Excerpted passage »

※

By Scott B. MacDonald

NEW YORK (KWR) -- During the 1980s and 1990s up until 1997, non-Japan Asia demonstrated dynamic growth and sucked in billions of dollars and yen of investment. The ensuing financial crisis, which rocked the region from 1997-1998 and threatened to pull down an already wobbly Japan, drove many foreign investors away – both from the equity and bond sides of the business. The investment terrain was left to vulture investors, hardy funds with local expertise looking at direct foreign investment and a smattering of entrepreneurial individuals. In 2003 Asia once again beckoned for both bond and equity investors. That trend is likely to continue in 2004.

The question is – how do investors find compelling stories?

Although some investors look for investments by making a bet on macroeconomic conditions, smart money usually finds a compelling investment story based on key developments in a particular company. What we mean by key developments can be translated into finding a company that has a “story” to tell. That story can be one based on restructuring, a new product, regulatory changes, or a merger and/or acquisition. Free cash flow is also important as well as how transparent are a company’s financial statements. Consequently, one is left looking for triggers – major developments that will determine the company’s performance. Good investment opportunities can be found even in difficult economic and political conditions.

Consider the banking sector in Asia. Although investors have demonstrated little interest in banks in China and Vietnam (for good reasons), there has been and continues to be interest in largely private sector banks in India, Thailand, Malaysia, Hong Kong and Indonesia. The reason for this is this is that in each case, the regulatory environment has improved and measures have been taken which are more constructive for banks to operate. Within these countries the bank stocks likely to do the best are those tied into the regional dynamics of a growing middle class (with their demands for mortgage financing), key consumer goods, ongoing implementation of technology (helping introduce greater cost efficiencies) and improved transportation (which is encouraging the greater use of autos).

※

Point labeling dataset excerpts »
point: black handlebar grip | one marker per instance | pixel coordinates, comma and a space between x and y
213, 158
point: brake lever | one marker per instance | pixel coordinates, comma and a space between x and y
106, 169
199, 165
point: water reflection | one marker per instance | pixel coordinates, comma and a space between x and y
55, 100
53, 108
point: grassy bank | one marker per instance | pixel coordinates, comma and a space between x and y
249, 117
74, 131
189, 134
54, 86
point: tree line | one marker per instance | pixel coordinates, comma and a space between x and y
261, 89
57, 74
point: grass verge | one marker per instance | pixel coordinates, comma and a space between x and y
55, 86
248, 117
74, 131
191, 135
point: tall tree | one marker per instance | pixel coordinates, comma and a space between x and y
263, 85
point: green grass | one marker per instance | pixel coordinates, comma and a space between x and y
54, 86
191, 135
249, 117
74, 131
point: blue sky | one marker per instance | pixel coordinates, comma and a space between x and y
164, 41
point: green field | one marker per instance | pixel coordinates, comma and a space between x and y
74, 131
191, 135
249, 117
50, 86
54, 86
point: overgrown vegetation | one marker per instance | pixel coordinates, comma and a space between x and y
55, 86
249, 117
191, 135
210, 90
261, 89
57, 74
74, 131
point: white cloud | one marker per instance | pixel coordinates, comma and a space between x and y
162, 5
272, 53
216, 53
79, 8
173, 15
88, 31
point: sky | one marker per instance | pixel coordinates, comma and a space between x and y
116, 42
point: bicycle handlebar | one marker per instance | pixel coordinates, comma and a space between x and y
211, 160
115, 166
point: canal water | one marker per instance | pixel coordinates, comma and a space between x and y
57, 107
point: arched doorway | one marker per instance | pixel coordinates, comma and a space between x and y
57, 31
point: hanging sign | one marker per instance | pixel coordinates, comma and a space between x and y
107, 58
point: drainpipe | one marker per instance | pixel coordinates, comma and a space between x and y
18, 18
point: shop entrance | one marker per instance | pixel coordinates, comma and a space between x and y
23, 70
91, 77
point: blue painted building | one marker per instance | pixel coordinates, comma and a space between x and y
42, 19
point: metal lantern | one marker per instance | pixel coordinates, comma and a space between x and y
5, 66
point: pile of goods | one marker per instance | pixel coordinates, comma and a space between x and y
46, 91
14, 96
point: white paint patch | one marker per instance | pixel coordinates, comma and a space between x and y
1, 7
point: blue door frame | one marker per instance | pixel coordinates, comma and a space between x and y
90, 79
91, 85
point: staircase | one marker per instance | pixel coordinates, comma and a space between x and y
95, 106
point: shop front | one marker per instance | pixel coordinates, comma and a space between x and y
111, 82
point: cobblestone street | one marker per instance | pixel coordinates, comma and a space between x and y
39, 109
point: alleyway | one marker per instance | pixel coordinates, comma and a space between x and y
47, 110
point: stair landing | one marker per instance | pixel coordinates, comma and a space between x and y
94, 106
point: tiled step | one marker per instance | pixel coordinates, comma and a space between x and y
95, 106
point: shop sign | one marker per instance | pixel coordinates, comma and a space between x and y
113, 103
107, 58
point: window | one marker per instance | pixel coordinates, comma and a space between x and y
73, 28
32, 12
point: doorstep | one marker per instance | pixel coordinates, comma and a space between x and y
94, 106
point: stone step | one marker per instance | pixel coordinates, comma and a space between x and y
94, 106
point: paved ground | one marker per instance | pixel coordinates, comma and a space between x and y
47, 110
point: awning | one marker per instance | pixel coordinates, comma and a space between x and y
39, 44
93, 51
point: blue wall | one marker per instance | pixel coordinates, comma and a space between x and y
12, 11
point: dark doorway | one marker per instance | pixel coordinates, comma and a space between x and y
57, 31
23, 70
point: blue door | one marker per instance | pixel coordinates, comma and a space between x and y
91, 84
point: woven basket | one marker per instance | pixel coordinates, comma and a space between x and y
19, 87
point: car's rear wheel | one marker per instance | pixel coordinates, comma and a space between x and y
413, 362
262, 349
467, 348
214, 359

※

Instructions »
1/ Does each statement below agree with the article on investing in Asia? Answer yes or no for each, and quote the article's deciding words. (a) The financial crisis rocked the region from 1997-1998. (b) Investors have shown strong interest in banks in China and Vietnam. (c) The article calls free cash flow important.
2/ In the records, starting at the line containing "point: awning |" and ending at the end of the records, switch "woven basket" to "wicker basket". Give those lines again with nothing else changed.

The solutions »
1/
(a) Yes: "which rocked the region from 1997-1998"
(b) No: "investors have demonstrated little interest in banks in China and Vietnam"
(c) Yes: "Free cash flow is also important"

2/
point: awning | one marker per instance | pixel coordinates, comma and a space between x and y
39, 44
93, 51
point: blue wall | one marker per instance | pixel coordinates, comma and a space between x and y
12, 11
point: dark doorway | one marker per instance | pixel coordinates, comma and a space between x and y
57, 31
23, 70
point: blue door | one marker per instance | pixel coordinates, comma and a space between x and y
91, 84
point: wicker basket | one marker per instance | pixel coordinates, comma and a space between x and y
19, 87
point: car's rear wheel | one marker per instance | pixel coordinates, comma and a space between x and y
413, 362
262, 349
467, 348
214, 359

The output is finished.